— Start Material —

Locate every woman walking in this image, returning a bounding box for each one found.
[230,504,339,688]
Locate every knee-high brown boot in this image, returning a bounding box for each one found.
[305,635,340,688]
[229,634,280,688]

— End Material —

### Work to do
Write out the listing once more, matching it exactly.

### Reply to the task
Locate every woman walking in this image, returning a bounding box for each one found.
[230,504,339,688]
Locate every knee-high brown boot in this image, returning a bounding box for each one found.
[305,635,340,688]
[229,634,280,688]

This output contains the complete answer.